Give as a JSON list of strings the lines of the data starting with the line that contains "output [[300, 239]]." and going on through the line that contains "[[435, 341]]", one string per line with blank lines left out.
+ + + + + + +
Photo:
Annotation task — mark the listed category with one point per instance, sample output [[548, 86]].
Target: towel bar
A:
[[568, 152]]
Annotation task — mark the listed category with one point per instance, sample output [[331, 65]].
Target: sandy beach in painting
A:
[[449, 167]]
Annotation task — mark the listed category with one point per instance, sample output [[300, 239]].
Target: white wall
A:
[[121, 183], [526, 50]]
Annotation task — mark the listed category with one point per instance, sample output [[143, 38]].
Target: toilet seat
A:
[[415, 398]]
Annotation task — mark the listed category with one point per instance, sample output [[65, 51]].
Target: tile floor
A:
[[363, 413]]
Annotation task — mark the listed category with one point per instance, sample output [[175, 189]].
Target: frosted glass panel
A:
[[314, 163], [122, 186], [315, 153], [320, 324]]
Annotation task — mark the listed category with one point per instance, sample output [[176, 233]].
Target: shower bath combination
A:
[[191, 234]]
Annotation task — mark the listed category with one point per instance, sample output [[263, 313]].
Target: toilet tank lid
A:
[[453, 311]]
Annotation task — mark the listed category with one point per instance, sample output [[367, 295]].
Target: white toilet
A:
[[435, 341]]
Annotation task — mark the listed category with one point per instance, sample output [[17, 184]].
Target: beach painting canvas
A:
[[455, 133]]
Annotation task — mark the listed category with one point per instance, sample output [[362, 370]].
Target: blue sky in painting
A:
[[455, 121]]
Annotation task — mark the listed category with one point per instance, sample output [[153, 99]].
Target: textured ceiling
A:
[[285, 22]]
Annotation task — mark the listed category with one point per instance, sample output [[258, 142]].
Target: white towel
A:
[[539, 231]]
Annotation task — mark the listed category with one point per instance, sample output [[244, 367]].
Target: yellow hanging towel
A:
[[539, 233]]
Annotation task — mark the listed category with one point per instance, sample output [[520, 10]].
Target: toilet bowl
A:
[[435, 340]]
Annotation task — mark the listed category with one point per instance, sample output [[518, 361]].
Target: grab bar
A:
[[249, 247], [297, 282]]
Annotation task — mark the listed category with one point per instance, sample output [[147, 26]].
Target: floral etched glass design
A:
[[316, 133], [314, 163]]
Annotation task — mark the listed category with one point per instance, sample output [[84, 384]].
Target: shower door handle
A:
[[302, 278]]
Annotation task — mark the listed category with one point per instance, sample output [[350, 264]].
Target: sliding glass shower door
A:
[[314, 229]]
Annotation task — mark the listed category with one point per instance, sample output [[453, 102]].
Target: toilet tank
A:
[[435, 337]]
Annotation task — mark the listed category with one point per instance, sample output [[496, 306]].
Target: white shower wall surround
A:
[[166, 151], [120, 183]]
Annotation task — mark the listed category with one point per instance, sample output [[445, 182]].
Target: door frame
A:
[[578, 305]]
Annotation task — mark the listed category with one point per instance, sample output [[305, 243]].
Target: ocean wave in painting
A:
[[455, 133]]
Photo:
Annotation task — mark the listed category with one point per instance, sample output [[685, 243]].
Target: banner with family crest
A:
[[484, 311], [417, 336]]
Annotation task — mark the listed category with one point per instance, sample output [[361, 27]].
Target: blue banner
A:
+ + + + + + +
◆ FINAL ANSWER:
[
  "Annotation task — mark the listed category with one point per instance, sample output [[300, 239]].",
  "Target: white wall",
  "A:",
  "[[121, 183], [526, 50]]",
  "Annotation task — mark the listed category with one point per instance, sample output [[143, 38]].",
  "Target: toilet seat",
  "A:",
  "[[415, 398]]",
  "Annotation task — mark the listed category with one point per instance, sample output [[65, 51]].",
  "Target: tile floor",
  "A:",
  "[[363, 413]]",
  "Annotation task — mark the listed category with one point per instance, sample output [[175, 189]].",
  "Target: frosted glass panel",
  "A:",
  "[[314, 163], [122, 186], [315, 153], [320, 324]]",
  "Annotation task — mark the listed category with one point per instance, sample output [[176, 233]].",
  "Target: shower bath combination",
  "A:",
  "[[191, 234]]",
  "Annotation task — mark the listed category with one point per instance, sample output [[263, 313]].",
  "Target: toilet tank lid",
  "A:",
  "[[453, 311]]",
  "Annotation task — mark the listed category with one point per instance, sample output [[367, 295]].",
  "Target: white toilet",
  "A:",
  "[[435, 341]]"
]